### The request
Below is a block of records; return all of them exactly, but without the images.

### Given entries
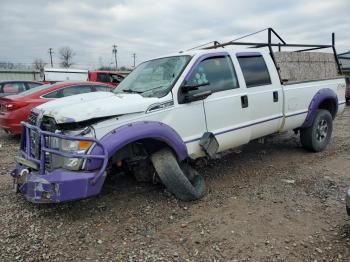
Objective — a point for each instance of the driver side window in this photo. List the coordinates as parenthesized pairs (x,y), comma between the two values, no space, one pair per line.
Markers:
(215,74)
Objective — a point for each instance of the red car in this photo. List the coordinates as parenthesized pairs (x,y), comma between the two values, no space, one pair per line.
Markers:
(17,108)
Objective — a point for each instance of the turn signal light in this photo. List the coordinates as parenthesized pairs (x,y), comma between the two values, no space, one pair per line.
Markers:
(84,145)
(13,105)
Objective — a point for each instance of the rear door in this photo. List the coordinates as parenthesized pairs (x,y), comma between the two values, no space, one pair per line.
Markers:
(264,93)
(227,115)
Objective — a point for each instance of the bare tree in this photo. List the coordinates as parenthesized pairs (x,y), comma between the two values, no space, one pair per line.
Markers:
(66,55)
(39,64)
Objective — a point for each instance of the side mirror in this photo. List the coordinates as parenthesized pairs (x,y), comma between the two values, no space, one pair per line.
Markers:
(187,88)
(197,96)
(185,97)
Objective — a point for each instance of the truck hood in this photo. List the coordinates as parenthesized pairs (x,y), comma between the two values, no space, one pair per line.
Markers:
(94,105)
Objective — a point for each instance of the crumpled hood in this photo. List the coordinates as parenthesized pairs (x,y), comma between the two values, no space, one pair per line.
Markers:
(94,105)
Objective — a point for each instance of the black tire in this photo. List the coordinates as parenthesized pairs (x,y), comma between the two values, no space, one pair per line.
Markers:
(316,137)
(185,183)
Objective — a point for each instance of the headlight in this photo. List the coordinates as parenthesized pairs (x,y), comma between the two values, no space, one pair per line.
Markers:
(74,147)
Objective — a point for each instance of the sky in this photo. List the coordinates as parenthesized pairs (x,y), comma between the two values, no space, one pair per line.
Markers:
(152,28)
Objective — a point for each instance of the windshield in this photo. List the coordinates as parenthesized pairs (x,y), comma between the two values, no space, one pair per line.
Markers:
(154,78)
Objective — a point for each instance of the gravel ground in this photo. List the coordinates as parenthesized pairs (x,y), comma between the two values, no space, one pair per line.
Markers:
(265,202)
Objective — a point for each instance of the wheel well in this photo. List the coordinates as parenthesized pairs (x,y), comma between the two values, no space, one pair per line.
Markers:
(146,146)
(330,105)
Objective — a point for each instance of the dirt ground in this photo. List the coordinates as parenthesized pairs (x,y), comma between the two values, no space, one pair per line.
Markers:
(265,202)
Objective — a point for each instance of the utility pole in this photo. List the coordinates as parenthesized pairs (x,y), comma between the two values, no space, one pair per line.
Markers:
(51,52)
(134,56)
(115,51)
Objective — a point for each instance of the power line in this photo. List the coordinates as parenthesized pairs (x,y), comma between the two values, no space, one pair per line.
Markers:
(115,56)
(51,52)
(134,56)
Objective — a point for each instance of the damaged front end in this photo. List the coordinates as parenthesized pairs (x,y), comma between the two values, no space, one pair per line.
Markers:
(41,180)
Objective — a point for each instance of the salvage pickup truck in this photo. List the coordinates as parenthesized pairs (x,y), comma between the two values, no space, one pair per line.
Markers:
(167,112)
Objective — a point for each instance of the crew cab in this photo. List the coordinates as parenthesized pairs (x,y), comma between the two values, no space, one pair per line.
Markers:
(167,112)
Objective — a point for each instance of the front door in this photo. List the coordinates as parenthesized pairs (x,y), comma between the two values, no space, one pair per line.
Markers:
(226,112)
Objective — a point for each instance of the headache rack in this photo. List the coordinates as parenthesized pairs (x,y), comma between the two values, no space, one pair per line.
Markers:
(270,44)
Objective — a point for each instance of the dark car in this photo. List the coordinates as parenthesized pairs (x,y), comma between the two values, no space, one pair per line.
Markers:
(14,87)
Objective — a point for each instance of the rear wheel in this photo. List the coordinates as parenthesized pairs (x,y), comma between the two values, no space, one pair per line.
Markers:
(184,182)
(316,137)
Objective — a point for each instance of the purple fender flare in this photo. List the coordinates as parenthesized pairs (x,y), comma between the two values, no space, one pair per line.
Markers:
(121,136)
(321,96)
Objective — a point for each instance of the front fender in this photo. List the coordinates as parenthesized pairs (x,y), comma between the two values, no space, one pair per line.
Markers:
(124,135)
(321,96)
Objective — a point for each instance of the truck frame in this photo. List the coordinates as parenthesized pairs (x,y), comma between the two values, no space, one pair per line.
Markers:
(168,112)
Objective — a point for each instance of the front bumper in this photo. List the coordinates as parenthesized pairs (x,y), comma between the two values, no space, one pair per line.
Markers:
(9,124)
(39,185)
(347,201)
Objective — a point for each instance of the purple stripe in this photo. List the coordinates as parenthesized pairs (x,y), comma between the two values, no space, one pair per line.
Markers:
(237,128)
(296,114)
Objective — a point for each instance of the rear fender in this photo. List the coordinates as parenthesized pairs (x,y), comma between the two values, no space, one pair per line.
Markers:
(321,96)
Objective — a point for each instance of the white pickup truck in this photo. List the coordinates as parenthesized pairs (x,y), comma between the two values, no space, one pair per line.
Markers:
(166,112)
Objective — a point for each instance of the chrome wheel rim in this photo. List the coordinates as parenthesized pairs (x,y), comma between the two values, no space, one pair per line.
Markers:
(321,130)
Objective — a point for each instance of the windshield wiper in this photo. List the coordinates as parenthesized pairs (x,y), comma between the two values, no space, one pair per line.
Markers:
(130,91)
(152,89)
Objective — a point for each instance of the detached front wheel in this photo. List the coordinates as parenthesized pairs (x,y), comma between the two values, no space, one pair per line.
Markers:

### Solution below
Objective — a point for each instance of the driver side window in this photo. List the coordinates as parenthesized pairs (x,y), comma between the two values, no space, one pair per line.
Markers:
(215,74)
Objective — a point for each instance of the red car in this photo. List the coordinates as parenthesized pairs (x,y), comma between the two values, no space, one pair per line.
Markers:
(17,108)
Objective — a point for each instance of the turn signal light in this photo. List the coordinates as parenthesized pairs (x,y), comma between the two values, no space, one pair per line.
Markers:
(84,145)
(13,105)
Objective — a point for each instance of the rear door in this photo. List the coordinates as parenthesized pairs (x,y), comma between the two values, no space, one pair per line.
Markers:
(264,93)
(227,115)
Objective — a point for each instance of the bare tree in this photo. List the coordinates as parenthesized pairs (x,y), comma between the two values, no space, one pair per line.
Markers:
(66,55)
(39,64)
Objective — a point for each instance of the side mirror in this photo. List the coordinates as parenthesized pairs (x,y), comma between the two values, no space, one pair per line.
Markers:
(187,88)
(197,96)
(185,97)
Objective — a point for each instance of the truck hood in this photo. List the coordinates as parenthesized pairs (x,y), comma between the two values, no space, one pair per line.
Markers:
(94,105)
Objective — a point for each instance of the crumpled hood in this photo. List the coordinates as parenthesized pairs (x,y), comma between the two values, no space, one pair per line.
Markers:
(94,105)
Objective — a point for each instance of the black tire in this photo. List the coordinates as parenthesized pairs (x,y), comma between the two values, no space, one pair per line.
Markers:
(316,137)
(185,183)
Objective — a point for each instance of the headlight in this photo. List the coordinates as parenthesized pairs (x,y), comma between the two values, no space, one pair per line.
Markers:
(74,147)
Objective — a point for each instance of the sky in this photo. List the coordinates as parenthesized pairs (x,y), comma between the two values, no space, one pair per line.
Markers:
(152,28)
Objective — a point for each instance of the windshield in this photo. List the coordinates as parenthesized pairs (x,y), comma between the two values, no space, one pair per line.
Markers:
(154,78)
Objective — a point for each instance of the gravel ground in this photo. List the coordinates as parenthesized pairs (x,y), comma between the two values, no space, one pair per line.
Markers:
(265,202)
Objective — a point for each instance of the wheel well in this photo. List the coordinates as parenthesized pairs (x,y), comma between the two values, no space, one pair per line.
Markers:
(146,146)
(330,105)
Objective — a point for each instance of the dirt ground in this photo. List the coordinates as parenthesized pairs (x,y), comma between the two values, no space, one pair per line.
Markers:
(265,202)
Objective — a point for each instance of the utility pole in this photo. List the coordinates as parenthesized pairs (x,y), comma between the two values, no space, one pair per line.
Markers:
(51,52)
(134,56)
(115,51)
Objective — a point for each instance of the power line in this photo. List the coordinates as parenthesized pairs (x,y), comma between the two values, no space, one pair per line.
Markers:
(115,56)
(51,52)
(134,56)
Objective — a point for each instance of the damaged front end in this photo. List the coordinates as parenthesized pairs (x,y), comma between the two values, no space, one pair per line.
Markers:
(41,180)
Objective — a point for each instance of the salvage pickup truck in this photo. List the coordinates as parenthesized pairs (x,y), comma between the two values, no space, one pair per line.
Markers:
(167,112)
Objective — a point for each instance of the crew cab in this photo. List the coordinates as parenthesized pairs (x,y), comma between the two values, no space, one pair per line.
Markers:
(167,112)
Objective — a point for each instance of the front door in this photo. List the coordinates as parenthesized pairs (x,y), comma between the two values, no space, one pair per line.
Markers:
(226,112)
Objective — a point for each instance of the headache rack in this photo. List the coordinates as parenthesized pairs (x,y), comma between the two values, no space, one pair per line.
Markers:
(270,44)
Objective — a point for each instance of the dark car in this photo. List the coordinates as parenthesized pairs (x,y), comma between the two values, no space, one pair per line.
Markers:
(14,87)
Objective — a point for each instance of the rear wheel in this photo. List the coordinates as parenthesized pairs (x,y), comma between the two values, no space, one pair per line.
Markers:
(184,182)
(316,137)
Objective — a point for each instance of the purple fender flare in this photo. List the coordinates as parenthesized pairs (x,y), comma between the two values, no space, one pair per line.
Markers:
(121,136)
(321,96)
Objective — a point for each instance of the front fender in this photo. List the coordinates as parenthesized pairs (x,y), comma between the two values, no space, one pair per line.
Markers:
(124,135)
(321,96)
Objective — a point for each instance of the truck frame in this photo. List the coordinates as parenthesized pairs (x,y), comma between the two values, no space, one pair per line.
Markers:
(168,112)
Objective — a point for each instance of the front bumper in this photo. List the coordinates as parenthesized pairs (x,y), comma between the two values, no space, one pair per line.
Markers:
(9,124)
(39,185)
(347,201)
Objective — a point for each instance of the purple stripe in this photo. List the coordinates as parenthesized pairs (x,y), comma between the two values, no space, one pair per line.
Markers:
(237,128)
(296,114)
Objective — a point for each instance of the rear fender in this photo. List the coordinates as parenthesized pairs (x,y), comma between the two values, no space, one pair per line.
Markers:
(321,96)
Objective — a point for each instance of the white pickup truck in this photo. List the coordinates as parenthesized pairs (x,y), comma between the two values, no space, one pair per line.
Markers:
(166,112)
Objective — a point for each instance of the chrome wheel rim in this photo. List the coordinates as parenthesized pairs (x,y), comma between the two values, no space, one pair per line.
Markers:
(321,130)
Objective — a point for each instance of the windshield wiper in this photo. List the coordinates as parenthesized pairs (x,y), comma between the two values, no space, one pair per line.
Markers:
(130,91)
(152,89)
Objective — a point for each instance of the detached front wheel in this photo. List the coordinates as parenthesized pairs (x,y), comma between the two values, no space, one pair per line.
Markers:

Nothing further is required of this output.